[[ Data for this task, beginning ]]
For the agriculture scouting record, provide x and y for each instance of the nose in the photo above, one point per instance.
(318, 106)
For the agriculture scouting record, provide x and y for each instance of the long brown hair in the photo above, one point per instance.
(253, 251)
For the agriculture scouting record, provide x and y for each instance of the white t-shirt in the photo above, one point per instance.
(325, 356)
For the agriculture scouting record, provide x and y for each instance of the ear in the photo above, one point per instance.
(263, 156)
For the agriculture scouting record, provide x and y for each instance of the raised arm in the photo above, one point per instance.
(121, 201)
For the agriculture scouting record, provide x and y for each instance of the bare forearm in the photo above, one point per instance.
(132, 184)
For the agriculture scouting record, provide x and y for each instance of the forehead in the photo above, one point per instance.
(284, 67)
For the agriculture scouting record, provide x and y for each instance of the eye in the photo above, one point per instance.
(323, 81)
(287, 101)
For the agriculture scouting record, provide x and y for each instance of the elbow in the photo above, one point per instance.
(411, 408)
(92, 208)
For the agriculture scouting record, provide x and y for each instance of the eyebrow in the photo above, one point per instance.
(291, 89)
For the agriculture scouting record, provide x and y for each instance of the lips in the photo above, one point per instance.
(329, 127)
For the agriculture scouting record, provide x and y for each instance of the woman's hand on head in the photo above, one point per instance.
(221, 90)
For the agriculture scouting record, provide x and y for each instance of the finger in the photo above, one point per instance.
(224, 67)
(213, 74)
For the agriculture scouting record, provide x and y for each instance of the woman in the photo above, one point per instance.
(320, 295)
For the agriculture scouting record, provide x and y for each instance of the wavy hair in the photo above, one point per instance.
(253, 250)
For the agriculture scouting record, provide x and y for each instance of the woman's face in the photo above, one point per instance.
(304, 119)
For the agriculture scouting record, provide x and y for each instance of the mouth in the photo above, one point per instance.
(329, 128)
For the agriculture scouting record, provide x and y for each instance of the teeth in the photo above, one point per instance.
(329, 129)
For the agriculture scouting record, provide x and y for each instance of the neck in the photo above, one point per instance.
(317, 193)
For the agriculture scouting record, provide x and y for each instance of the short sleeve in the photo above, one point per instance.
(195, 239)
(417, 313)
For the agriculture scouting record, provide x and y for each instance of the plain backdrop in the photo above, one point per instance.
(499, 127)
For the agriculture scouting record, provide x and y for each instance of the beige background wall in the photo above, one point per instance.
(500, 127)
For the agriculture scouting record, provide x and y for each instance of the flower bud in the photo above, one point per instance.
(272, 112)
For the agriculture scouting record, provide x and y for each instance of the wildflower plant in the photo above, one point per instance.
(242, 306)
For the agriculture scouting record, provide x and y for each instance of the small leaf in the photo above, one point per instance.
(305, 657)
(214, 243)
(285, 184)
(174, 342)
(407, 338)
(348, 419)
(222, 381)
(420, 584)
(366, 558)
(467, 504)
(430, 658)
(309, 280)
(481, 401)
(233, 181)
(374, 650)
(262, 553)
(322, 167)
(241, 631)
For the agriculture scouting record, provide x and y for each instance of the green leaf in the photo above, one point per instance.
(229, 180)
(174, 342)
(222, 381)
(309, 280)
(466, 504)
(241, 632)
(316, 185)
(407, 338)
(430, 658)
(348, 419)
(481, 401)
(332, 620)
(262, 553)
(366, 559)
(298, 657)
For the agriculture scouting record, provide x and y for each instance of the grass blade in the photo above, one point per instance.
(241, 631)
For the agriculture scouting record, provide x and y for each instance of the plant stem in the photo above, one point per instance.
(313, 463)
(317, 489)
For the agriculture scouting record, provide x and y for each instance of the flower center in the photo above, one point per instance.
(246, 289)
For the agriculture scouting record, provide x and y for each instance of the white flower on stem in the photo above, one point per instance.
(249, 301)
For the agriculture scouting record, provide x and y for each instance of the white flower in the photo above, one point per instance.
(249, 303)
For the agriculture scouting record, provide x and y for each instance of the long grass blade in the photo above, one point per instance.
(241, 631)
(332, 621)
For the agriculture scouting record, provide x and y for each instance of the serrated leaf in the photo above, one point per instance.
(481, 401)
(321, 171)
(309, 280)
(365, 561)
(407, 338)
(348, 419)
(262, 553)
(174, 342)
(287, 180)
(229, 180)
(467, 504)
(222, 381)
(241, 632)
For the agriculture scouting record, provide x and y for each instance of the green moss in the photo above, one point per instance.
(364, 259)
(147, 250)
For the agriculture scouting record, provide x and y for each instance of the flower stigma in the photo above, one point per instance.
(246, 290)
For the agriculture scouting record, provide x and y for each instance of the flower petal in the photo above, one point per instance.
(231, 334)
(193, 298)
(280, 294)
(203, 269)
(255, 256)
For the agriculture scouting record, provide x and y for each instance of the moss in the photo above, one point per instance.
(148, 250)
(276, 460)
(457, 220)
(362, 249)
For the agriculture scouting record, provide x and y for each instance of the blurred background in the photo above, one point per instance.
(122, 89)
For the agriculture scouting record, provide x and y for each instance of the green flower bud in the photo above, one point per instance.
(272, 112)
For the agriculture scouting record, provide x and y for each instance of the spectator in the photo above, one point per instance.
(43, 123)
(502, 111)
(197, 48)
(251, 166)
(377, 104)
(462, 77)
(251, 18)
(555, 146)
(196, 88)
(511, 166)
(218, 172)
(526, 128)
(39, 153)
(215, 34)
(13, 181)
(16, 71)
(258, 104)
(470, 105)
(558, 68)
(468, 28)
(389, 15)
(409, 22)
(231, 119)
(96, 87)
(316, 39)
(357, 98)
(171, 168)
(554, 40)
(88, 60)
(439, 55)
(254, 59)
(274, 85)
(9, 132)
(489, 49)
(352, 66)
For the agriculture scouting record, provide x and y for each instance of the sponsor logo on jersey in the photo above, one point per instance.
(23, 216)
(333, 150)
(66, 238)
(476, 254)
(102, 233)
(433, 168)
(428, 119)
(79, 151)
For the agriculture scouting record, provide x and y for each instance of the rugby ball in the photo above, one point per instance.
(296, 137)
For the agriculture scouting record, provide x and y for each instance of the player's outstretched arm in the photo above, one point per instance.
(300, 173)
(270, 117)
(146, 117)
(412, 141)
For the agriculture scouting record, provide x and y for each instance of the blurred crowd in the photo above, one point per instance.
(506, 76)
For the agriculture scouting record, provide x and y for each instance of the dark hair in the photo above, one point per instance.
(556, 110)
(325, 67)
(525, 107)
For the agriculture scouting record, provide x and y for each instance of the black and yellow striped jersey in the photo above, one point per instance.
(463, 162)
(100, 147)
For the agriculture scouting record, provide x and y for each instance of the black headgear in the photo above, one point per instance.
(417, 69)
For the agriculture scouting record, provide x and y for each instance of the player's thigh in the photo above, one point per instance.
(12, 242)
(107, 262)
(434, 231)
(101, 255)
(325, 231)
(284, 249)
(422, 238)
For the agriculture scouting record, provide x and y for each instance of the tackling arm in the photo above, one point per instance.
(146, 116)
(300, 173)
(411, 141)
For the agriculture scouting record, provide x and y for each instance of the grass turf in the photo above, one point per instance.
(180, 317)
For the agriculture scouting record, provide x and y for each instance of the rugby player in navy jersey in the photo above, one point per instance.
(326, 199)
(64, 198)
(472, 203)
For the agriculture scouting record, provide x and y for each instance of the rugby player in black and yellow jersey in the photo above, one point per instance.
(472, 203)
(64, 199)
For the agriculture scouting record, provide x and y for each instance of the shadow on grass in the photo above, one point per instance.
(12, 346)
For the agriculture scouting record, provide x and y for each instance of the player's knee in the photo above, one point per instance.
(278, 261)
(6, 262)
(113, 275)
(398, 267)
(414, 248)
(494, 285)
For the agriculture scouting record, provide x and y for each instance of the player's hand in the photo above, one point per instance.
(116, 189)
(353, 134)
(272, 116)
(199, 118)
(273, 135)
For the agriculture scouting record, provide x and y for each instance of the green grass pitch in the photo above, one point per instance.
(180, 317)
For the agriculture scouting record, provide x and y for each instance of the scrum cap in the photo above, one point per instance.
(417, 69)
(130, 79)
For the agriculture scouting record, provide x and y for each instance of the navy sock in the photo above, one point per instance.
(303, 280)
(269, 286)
[[ Data for this task, end ]]
§ What to do:
Set down only the lines running from the line with "of the scrum" to the end of the entries above, both included, exactly as they stand.

§ Written answer:
For the agriculture scouting record, provide x and y for each instance of the scrum cap in the photo above, one point per instance.
(417, 69)
(130, 79)
For the agriculture scouting record, provide x and y for each instance of the navy sock in the photo above, one point per instance.
(303, 280)
(269, 286)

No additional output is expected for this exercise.